§ GIVEN TASK
Write out the records below once more, exactly as they stand.

>> Begin DATA EXTRACT

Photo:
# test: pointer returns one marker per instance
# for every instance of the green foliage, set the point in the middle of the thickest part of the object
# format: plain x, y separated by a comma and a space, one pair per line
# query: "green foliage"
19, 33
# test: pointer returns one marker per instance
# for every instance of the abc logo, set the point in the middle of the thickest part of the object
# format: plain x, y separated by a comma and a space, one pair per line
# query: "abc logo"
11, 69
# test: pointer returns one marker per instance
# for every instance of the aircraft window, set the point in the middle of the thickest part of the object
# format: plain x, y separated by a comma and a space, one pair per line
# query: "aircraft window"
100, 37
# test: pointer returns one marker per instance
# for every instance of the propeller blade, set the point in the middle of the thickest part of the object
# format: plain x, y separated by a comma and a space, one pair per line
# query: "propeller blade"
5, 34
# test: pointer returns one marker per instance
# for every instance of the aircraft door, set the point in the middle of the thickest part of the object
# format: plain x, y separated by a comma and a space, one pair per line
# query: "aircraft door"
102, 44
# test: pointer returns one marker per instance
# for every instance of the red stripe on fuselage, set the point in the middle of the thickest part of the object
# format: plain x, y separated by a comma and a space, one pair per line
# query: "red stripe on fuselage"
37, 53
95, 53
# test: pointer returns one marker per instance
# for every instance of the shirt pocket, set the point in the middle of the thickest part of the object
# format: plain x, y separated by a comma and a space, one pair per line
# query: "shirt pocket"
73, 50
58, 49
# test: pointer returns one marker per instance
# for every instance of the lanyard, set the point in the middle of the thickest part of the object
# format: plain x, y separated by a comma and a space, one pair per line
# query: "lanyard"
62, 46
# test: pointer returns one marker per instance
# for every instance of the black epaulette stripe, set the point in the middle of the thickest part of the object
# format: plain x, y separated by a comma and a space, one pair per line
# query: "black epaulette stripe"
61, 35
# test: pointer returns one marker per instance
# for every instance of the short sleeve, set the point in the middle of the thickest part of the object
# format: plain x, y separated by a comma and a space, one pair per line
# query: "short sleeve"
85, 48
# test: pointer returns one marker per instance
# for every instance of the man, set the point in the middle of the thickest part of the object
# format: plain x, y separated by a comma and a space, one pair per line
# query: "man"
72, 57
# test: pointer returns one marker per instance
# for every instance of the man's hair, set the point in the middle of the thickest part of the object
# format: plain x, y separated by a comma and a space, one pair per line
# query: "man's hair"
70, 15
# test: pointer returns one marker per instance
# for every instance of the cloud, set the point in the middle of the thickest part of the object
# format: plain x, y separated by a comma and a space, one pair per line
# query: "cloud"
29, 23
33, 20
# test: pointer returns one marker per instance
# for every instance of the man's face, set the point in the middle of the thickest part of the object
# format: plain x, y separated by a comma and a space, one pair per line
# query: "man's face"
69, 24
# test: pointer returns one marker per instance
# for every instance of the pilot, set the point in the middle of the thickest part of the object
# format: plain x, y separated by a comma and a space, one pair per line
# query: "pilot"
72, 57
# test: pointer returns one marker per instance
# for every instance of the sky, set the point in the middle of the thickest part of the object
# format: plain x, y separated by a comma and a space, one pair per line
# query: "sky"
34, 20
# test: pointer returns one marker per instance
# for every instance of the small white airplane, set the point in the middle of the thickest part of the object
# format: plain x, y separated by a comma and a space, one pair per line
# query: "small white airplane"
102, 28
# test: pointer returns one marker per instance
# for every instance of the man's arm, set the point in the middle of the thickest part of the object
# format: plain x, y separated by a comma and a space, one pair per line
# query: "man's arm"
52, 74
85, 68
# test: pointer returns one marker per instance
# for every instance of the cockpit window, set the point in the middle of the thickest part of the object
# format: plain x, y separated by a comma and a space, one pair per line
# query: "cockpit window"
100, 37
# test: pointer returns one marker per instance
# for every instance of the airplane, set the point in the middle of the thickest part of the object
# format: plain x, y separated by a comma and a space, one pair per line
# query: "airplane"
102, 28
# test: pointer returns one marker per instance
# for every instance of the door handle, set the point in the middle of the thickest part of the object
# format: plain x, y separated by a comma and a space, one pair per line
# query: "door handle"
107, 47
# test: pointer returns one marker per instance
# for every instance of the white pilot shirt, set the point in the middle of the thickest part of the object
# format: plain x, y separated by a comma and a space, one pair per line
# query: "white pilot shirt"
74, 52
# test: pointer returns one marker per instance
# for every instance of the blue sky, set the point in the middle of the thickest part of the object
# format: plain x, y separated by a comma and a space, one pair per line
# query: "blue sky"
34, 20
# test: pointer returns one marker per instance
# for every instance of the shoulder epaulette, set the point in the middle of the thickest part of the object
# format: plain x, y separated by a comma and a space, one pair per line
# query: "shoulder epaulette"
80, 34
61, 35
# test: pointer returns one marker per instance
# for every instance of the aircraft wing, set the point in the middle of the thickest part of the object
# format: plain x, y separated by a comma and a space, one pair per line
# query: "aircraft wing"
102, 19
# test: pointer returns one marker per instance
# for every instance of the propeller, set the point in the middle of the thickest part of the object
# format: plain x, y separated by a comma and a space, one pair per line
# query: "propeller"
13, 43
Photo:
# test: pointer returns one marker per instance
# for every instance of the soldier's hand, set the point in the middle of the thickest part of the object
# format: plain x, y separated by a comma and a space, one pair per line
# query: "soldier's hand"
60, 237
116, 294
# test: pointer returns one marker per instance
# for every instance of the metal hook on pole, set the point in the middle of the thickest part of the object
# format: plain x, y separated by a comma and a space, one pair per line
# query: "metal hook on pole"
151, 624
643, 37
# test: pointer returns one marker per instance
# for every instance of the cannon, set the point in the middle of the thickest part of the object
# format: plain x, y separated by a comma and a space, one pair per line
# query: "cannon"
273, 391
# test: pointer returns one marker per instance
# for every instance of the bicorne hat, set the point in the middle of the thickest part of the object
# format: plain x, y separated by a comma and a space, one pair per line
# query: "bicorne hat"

>> End DATA EXTRACT

§ OUTPUT BELOW
Photo:
# test: pointer returns one marker per instance
# for every instance of the green foliage, set the point in the middle of the thickest part of the object
# format: plain x, y separated by a comma and a space, one pair per line
# query: "green foliage"
19, 33
# test: pointer returns one marker per instance
# for every instance of the abc logo, set the point in the middle of the thickest part of the object
# format: plain x, y separated by a comma and a space, one pair per line
# query: "abc logo"
11, 69
# test: pointer returns one marker per instance
# for every instance of the aircraft window, set the point in the middle of the thickest part of the object
# format: plain x, y separated by a comma and a space, one pair per line
# query: "aircraft window"
100, 37
# test: pointer returns one marker per instance
# for every instance of the propeller blade, set the point in the middle of the thickest part of the object
# format: plain x, y separated by a comma and a space, one pair per line
# query: "propeller blade"
5, 34
# test: pointer returns one marker per instance
# for every instance of the aircraft door, set the point in the middle of the thickest part of the object
# format: plain x, y separated by a comma and a space, one pair per line
# query: "aircraft door"
102, 44
# test: pointer returns one marker per instance
# for every instance of the red stripe on fuselage, set the point in the middle of the thickest part of the object
# format: plain x, y separated by a comma and a space, one pair per line
# query: "red stripe on fuselage"
37, 53
95, 53
# test: pointer returns one marker per instance
# for every instance of the shirt pocket, set the point in the middle of the thickest part of the object
# format: plain x, y separated by a comma and a space, one pair per line
# query: "shirt pocket"
73, 50
58, 49
# test: pointer returns one marker per instance
# for every instance of the lanyard, set the point in the middle of the thickest part of the object
# format: plain x, y separated by a comma and a space, one pair per line
# query: "lanyard"
62, 46
# test: pointer returns one marker per instance
# for every instance of the black epaulette stripe, set the point in the middle of the thickest part of the object
# format: plain x, y separated by a comma and a space, one pair per line
# query: "black epaulette stripe"
61, 35
# test: pointer returns one marker per instance
# for every instance of the short sleeve, set the point in the middle of the thickest part of the object
# format: plain x, y separated by a comma and a space, one pair per line
# query: "short sleeve"
85, 48
# test: pointer returns one marker per instance
# for every instance of the man, set the point in the middle of the thickest part of the object
# format: plain x, y separated by a comma and a space, one pair per line
# query: "man"
72, 57
# test: pointer returns one marker per instance
# for every instance of the man's hair, set the point in the middle of the thickest part of the object
# format: plain x, y separated by a comma and a space, one pair per line
# query: "man's hair"
70, 15
# test: pointer returns one marker per instance
# for every instance of the cloud, set the point in the middle of the thickest part of the object
# format: plain x, y separated by a comma and a space, one pair per line
# query: "cloud"
29, 23
33, 20
# test: pointer returns one marker per instance
# for every instance of the man's face, set the point in the middle of the thickest part of the object
# format: plain x, y separated by a comma and a space, one pair per line
# query: "man's face"
69, 24
# test: pointer returns one marker per instance
# for every instance of the pilot, set the point in the middle of the thickest part of the object
# format: plain x, y separated by a comma and a space, one pair per line
# query: "pilot"
72, 57
# test: pointer returns one marker per instance
# for every instance of the sky, set the point in the middle of the thickest part of the object
# format: plain x, y separated by a comma and a space, one pair per line
# query: "sky"
34, 20
# test: pointer returns one marker per instance
# for every instance of the small white airplane, set the point in the middle of the thickest part of the object
# format: plain x, y separated by a comma and a space, one pair per line
# query: "small white airplane"
102, 28
# test: pointer returns one marker per instance
# for every instance of the man's arm, set the point in the middle of the thickest part of the object
# format: plain x, y separated by a comma and a space, one pair per line
# query: "man's arm"
52, 74
85, 68
# test: pointer returns one marker per instance
# for every instance of the cockpit window, set the point in the middle of the thickest part of the object
# format: plain x, y separated by a comma and a space, one pair per line
# query: "cockpit window"
100, 37
# test: pointer returns one marker per instance
# for every instance of the airplane, set the point in the middle of the thickest part of the object
# format: plain x, y separated by a comma and a space, one pair per line
# query: "airplane"
102, 28
# test: pointer returns one marker per instance
# for every instance of the door handle, set the point in the middle of the thickest part of the object
# format: plain x, y separated by a comma and a space, one pair per line
# query: "door handle"
107, 47
# test: pointer returns one marker per instance
# for every instance of the white pilot shirt, set the point in the middle of the thickest part of the object
# format: plain x, y separated by a comma and a space, one pair per line
# query: "white pilot shirt"
74, 52
# test: pointer returns one marker per instance
# for every instance of the blue sky, set the point in the middle of the thickest part of the object
# format: plain x, y separated by a comma and a space, one pair per line
# query: "blue sky"
34, 20
# test: pointer returns one marker per instance
# for every instance of the shoulder epaulette, set the point in the middle of the thickest part of the object
# format: plain x, y separated by a comma and a space, one pair per line
# query: "shoulder epaulette"
80, 34
61, 35
# test: pointer returns one marker per instance
# for every instance of the aircraft wing, set the point in the middle of the thickest part of the object
# format: plain x, y separated by a comma and a space, one pair per line
# query: "aircraft wing"
102, 19
# test: pointer returns one marker per instance
# for every instance of the propeller, set the point in the middle of the thickest part of the object
# format: plain x, y separated by a comma and a space, one pair per line
# query: "propeller"
13, 43
Photo:
# test: pointer returns one marker per instance
# for every instance of the soldier's hand, set the point in the middle of the thickest part of the object
# format: plain x, y separated by a comma and a space, one pair per line
# query: "soldier's hand"
60, 237
116, 294
# test: pointer returns one marker per instance
# for every instance of the metal hook on pole, set the point in the middle of the thickest part of the object
# format: plain x, y separated by a comma and a space, one pair per line
# query: "metal hook on pole"
151, 624
643, 37
# test: pointer returns one marker per instance
# for every instance of the cannon, set the point in the middle of the thickest part of the object
# format: plain x, y separated by a comma and a space, one pair per line
# query: "cannon"
273, 391
# test: pointer returns one marker per instance
# for every instance of the bicorne hat, set the point in the middle of the thickest part of the object
# format: plain x, y separated by a comma and a space, one pair per line
# query: "bicorne hat"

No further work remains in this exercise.